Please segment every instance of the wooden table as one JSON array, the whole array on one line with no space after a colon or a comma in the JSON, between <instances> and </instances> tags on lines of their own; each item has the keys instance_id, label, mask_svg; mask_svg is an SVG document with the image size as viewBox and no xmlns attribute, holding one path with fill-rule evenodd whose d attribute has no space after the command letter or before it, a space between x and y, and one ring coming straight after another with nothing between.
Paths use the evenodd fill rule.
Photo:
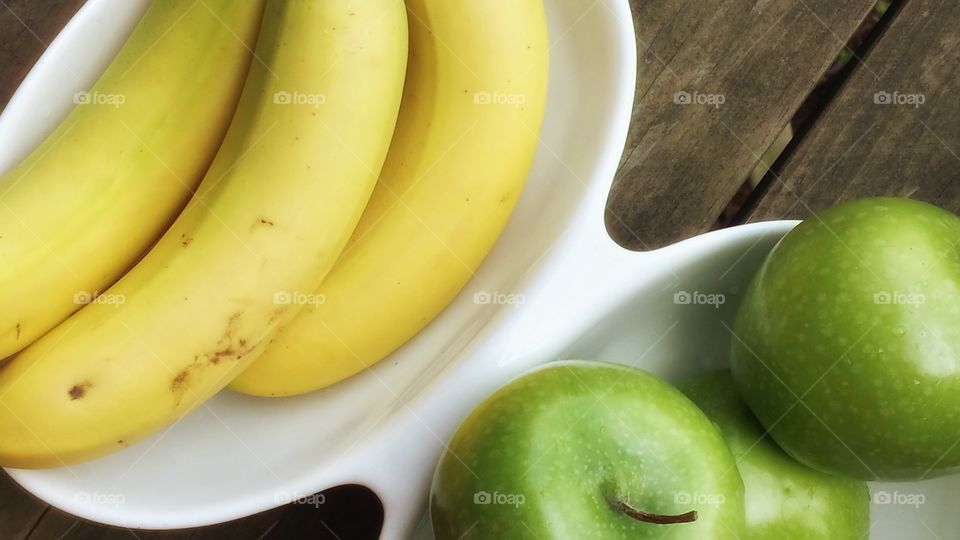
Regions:
<instances>
[{"instance_id":1,"label":"wooden table","mask_svg":"<svg viewBox=\"0 0 960 540\"><path fill-rule=\"evenodd\" d=\"M84 1L0 0L0 105ZM653 249L868 195L960 212L960 3L633 4L637 99L607 211L619 243ZM79 522L0 478L0 538L376 538L374 495L325 495L318 508L157 533Z\"/></svg>"}]
</instances>

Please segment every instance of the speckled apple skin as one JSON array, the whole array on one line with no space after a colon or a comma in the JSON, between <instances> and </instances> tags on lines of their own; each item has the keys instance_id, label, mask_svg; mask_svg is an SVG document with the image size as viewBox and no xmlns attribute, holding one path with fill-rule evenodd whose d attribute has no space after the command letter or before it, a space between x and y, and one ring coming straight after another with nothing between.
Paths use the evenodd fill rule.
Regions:
<instances>
[{"instance_id":1,"label":"speckled apple skin","mask_svg":"<svg viewBox=\"0 0 960 540\"><path fill-rule=\"evenodd\" d=\"M523 500L477 504L478 493ZM611 506L618 496L699 517L641 523ZM438 465L430 512L438 540L733 540L743 484L717 429L675 388L633 368L563 362L470 414Z\"/></svg>"},{"instance_id":2,"label":"speckled apple skin","mask_svg":"<svg viewBox=\"0 0 960 540\"><path fill-rule=\"evenodd\" d=\"M788 456L764 433L729 371L681 381L677 387L717 425L737 460L747 509L742 540L870 536L867 483L811 469Z\"/></svg>"},{"instance_id":3,"label":"speckled apple skin","mask_svg":"<svg viewBox=\"0 0 960 540\"><path fill-rule=\"evenodd\" d=\"M791 456L867 480L960 469L958 242L955 215L884 198L827 210L774 248L731 360Z\"/></svg>"}]
</instances>

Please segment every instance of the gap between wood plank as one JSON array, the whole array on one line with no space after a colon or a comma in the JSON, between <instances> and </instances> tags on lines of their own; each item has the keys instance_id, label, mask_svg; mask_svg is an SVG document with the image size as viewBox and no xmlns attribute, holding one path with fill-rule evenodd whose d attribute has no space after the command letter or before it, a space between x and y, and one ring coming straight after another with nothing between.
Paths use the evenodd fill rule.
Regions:
<instances>
[{"instance_id":1,"label":"gap between wood plank","mask_svg":"<svg viewBox=\"0 0 960 540\"><path fill-rule=\"evenodd\" d=\"M750 214L769 192L771 185L780 181L780 173L783 172L786 164L796 154L797 147L803 142L807 135L810 134L814 126L817 125L817 122L823 117L824 112L830 107L830 104L843 92L847 82L849 82L859 70L863 69L863 63L870 56L874 46L880 41L880 38L883 37L887 29L890 28L890 25L901 13L903 6L908 1L909 0L893 0L890 3L890 7L887 8L887 11L877 22L877 25L866 36L863 43L853 51L854 57L850 59L847 65L840 70L835 79L826 87L820 106L814 109L801 123L793 126L793 138L787 143L773 164L770 165L767 173L764 174L760 183L757 184L750 193L746 202L737 210L730 225L746 223ZM879 5L879 2L877 4ZM814 92L816 92L816 89L814 89ZM814 92L811 92L811 95L813 95Z\"/></svg>"}]
</instances>

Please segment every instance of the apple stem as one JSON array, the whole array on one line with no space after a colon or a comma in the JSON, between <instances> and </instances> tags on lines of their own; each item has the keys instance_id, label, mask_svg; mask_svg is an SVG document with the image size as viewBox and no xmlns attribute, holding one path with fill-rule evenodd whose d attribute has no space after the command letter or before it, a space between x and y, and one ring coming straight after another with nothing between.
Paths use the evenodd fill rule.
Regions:
<instances>
[{"instance_id":1,"label":"apple stem","mask_svg":"<svg viewBox=\"0 0 960 540\"><path fill-rule=\"evenodd\" d=\"M629 503L624 501L616 501L614 507L632 517L637 521L642 521L644 523L653 523L655 525L673 525L676 523L693 523L697 520L697 511L691 510L685 514L678 514L673 516L667 516L663 514L650 514L642 510L637 510L636 508L630 506Z\"/></svg>"}]
</instances>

- **To do**: Only the pictures are dropped. Otherwise, write out the listing exactly.

- **Output of the task**:
Please segment every instance of the wooden table as one JSON array, the whole array on one line with no space after a colon or a comma in the JSON, between <instances> and </instances> tags on lines of their own; each item has the keys instance_id, label, mask_svg; mask_svg is an SVG document with the image size as viewBox and no xmlns attribute, holding one path with fill-rule evenodd whose d attribute has no space after the command letter or before it, a space between x and y, and one ring coming straight after another with nothing between.
Paths use the evenodd fill rule.
Photo:
Regions:
<instances>
[{"instance_id":1,"label":"wooden table","mask_svg":"<svg viewBox=\"0 0 960 540\"><path fill-rule=\"evenodd\" d=\"M84 1L0 0L0 105ZM653 249L868 195L960 212L960 3L633 4L637 99L607 211L619 243ZM79 522L0 478L0 538L376 538L374 495L325 495L318 508L157 533Z\"/></svg>"}]
</instances>

Please segment every instance of the speckled apple skin as one JSON array, the whole array on one line with no space after a colon or a comma in the JSON, between <instances> and </instances> tags on lines of their own; each item has the keys instance_id, label, mask_svg; mask_svg is an SVG document with the image size as viewBox and no xmlns attribute, holding one path with fill-rule evenodd whose d attribute has no space after the command letter or before it, a space between x and y, and one ring coming straight after another with nothing between.
Paths use the evenodd fill rule.
Regions:
<instances>
[{"instance_id":1,"label":"speckled apple skin","mask_svg":"<svg viewBox=\"0 0 960 540\"><path fill-rule=\"evenodd\" d=\"M523 500L477 504L478 493ZM611 506L618 496L699 517L641 523ZM438 465L430 512L438 540L733 540L743 484L717 429L675 388L633 368L563 362L470 414Z\"/></svg>"},{"instance_id":2,"label":"speckled apple skin","mask_svg":"<svg viewBox=\"0 0 960 540\"><path fill-rule=\"evenodd\" d=\"M788 456L764 433L729 371L681 381L677 387L717 425L737 460L747 509L742 540L870 536L867 483L811 469Z\"/></svg>"},{"instance_id":3,"label":"speckled apple skin","mask_svg":"<svg viewBox=\"0 0 960 540\"><path fill-rule=\"evenodd\" d=\"M791 456L867 480L960 469L958 242L955 215L884 198L827 210L774 248L731 360Z\"/></svg>"}]
</instances>

Please segment every instance of the gap between wood plank as one JSON array, the whole array on one line with no space after a colon or a comma in the JSON, between <instances> and </instances> tags on lines of their own; each item has the keys instance_id, label, mask_svg; mask_svg is an SVG document with the image size as viewBox and no xmlns attribute, holding one path with fill-rule evenodd whose d attribute has no space after the command letter or before it, a space between x and y, and one ring coming straight after another with nothing between.
Paths use the evenodd fill rule.
Regions:
<instances>
[{"instance_id":1,"label":"gap between wood plank","mask_svg":"<svg viewBox=\"0 0 960 540\"><path fill-rule=\"evenodd\" d=\"M750 214L769 192L771 185L780 181L780 173L783 172L786 164L796 154L797 147L803 142L807 135L810 134L814 126L817 125L817 122L823 117L824 112L830 107L830 104L843 92L847 82L849 82L859 70L863 69L863 63L870 56L874 46L880 41L880 38L883 37L887 29L890 28L890 25L901 13L903 6L908 1L909 0L893 0L890 3L890 7L887 8L887 11L877 22L877 25L866 36L863 43L853 51L854 57L850 59L847 65L840 70L835 79L826 87L820 106L814 109L801 123L793 126L793 138L787 143L773 164L770 165L767 173L764 174L760 183L757 184L750 193L746 202L737 210L730 225L746 223ZM879 5L879 2L877 4ZM814 92L816 92L816 89L814 89ZM814 92L811 92L811 95L813 95Z\"/></svg>"}]
</instances>

Please segment every instance of the apple stem as one JSON array, the whole array on one line with no space after a colon or a comma in the JSON, between <instances> and </instances> tags on lines of their own; each item has the keys instance_id, label, mask_svg; mask_svg is an SVG document with the image size as viewBox and no xmlns attribute, holding one path with fill-rule evenodd whose d attribute has no space after the command letter or before it, a space between x and y, and one ring coming straight after another with nothing between.
Paths use the evenodd fill rule.
Regions:
<instances>
[{"instance_id":1,"label":"apple stem","mask_svg":"<svg viewBox=\"0 0 960 540\"><path fill-rule=\"evenodd\" d=\"M629 503L624 501L616 501L614 507L632 517L637 521L642 521L644 523L653 523L655 525L673 525L676 523L693 523L697 520L697 511L691 510L685 514L678 514L673 516L667 516L663 514L650 514L642 510L637 510L636 508L630 506Z\"/></svg>"}]
</instances>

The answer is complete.